[Referring expression data]
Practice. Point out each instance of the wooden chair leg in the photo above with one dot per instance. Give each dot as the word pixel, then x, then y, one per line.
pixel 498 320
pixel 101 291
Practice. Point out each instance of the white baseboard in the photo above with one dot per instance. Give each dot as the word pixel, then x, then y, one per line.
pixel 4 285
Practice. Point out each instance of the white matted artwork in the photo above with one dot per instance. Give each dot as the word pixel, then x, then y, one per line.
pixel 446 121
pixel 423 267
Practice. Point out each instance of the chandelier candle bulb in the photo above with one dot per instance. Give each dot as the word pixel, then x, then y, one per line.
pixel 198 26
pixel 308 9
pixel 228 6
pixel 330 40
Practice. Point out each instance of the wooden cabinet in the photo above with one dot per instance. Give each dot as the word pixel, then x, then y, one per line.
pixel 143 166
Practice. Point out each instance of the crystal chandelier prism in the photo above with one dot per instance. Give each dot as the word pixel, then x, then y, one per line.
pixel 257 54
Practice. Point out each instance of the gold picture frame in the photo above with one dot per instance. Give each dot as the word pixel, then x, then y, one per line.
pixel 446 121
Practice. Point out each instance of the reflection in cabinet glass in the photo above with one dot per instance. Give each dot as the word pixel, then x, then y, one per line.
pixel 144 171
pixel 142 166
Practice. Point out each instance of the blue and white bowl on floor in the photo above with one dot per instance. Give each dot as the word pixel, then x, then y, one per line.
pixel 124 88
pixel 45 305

ABOUT THIS EXERCISE
Print out each record above exactly, with nothing omitted.

RESPONSE
Practice. Point out each instance of the wooden chair leg in the photo above with one dot per instance. Give each dot as the word pixel, then x, then y, one per line.
pixel 498 320
pixel 101 291
Practice. Point out each instance of the white baseboard in the photo above with one dot per instance. Give each dot as the word pixel, then x, then y, one per line.
pixel 4 285
Practice. Point out each instance of the white matted artwork in the photo above with one dot per instance. Give each dot as the word pixel, then x, then y, one per line.
pixel 446 121
pixel 423 267
Practice. Point out each instance of the chandelier candle bulb in the photo above with one dot per instance. Give each dot as the word pixel, then x, then y, one per line.
pixel 198 26
pixel 308 9
pixel 228 6
pixel 330 40
Practice. Point out each instance of the wooden cabinet in the photo above with one dot per instance. Give each dot as the word pixel, then x, then y, one per line.
pixel 143 166
Practice. Point out each instance of the crystal chandelier prism in the photo above with one dot per instance. Give each dot as the word pixel, then x, then y, one per line.
pixel 257 54
Practice. Point out each instance of the gold picture frame in the photo above with one dot per instance. Give each dot as the word pixel, then x, then y, one per line.
pixel 446 121
Practice. Point out each instance of the reflection in cabinet glass in the photo above with one dot per instance. Give each dot as the word pixel, then x, then y, one per line.
pixel 144 171
pixel 142 166
Practice. Point out each instance of the blue and white bowl on floor in the photo above with one dot per instance. Give each dot as the word pixel, then x, then y, one per line.
pixel 124 88
pixel 45 305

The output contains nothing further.